> **Given exercise**
Please list every line below that contains the word "strap", copying each one in full.

[Segmentation labeling lines]
________

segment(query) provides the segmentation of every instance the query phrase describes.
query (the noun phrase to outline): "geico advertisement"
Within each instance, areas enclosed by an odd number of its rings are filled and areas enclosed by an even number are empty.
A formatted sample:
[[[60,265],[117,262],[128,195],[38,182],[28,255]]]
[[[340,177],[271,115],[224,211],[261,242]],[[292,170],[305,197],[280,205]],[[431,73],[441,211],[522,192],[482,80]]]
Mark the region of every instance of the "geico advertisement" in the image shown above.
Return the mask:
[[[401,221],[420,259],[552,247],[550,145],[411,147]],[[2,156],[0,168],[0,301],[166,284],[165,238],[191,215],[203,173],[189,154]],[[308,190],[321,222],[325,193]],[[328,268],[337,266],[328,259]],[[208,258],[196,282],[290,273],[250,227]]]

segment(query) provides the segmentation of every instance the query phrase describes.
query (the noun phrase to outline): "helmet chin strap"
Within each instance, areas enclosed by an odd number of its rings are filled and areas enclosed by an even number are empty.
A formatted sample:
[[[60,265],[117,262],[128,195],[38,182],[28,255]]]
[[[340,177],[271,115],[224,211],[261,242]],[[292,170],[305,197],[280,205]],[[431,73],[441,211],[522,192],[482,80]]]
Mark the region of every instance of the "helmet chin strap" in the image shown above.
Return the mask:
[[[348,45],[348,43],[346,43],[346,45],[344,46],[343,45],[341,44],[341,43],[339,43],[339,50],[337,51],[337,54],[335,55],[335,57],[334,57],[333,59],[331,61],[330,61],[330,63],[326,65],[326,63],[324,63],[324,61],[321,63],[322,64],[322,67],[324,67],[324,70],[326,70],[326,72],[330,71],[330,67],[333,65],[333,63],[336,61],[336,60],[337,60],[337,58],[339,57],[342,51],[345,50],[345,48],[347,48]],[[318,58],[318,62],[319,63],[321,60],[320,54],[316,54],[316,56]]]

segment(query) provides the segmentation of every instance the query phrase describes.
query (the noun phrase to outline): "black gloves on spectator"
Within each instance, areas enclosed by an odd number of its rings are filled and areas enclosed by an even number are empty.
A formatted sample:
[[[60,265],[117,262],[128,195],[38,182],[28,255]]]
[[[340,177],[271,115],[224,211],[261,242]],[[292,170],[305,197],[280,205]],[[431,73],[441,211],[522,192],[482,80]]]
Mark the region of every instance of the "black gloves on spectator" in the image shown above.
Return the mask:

________

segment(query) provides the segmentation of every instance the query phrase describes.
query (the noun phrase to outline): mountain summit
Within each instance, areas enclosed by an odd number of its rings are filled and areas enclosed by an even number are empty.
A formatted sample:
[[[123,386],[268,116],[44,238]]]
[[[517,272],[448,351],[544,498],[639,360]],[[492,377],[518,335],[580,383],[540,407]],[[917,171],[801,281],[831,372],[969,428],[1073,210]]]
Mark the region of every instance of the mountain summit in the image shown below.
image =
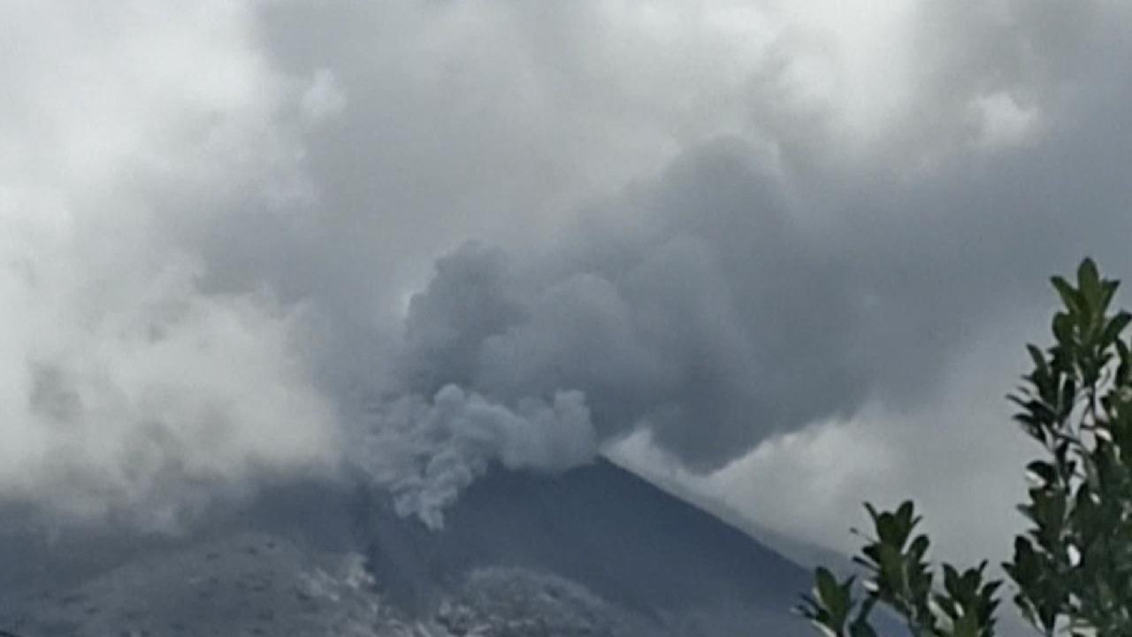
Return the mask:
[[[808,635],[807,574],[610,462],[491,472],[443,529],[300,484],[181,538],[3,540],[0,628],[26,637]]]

________

> **Task response**
query (the noun phrase to outline): "helmet chin strap"
Mark the region of every instance of the "helmet chin strap" in the image shown above.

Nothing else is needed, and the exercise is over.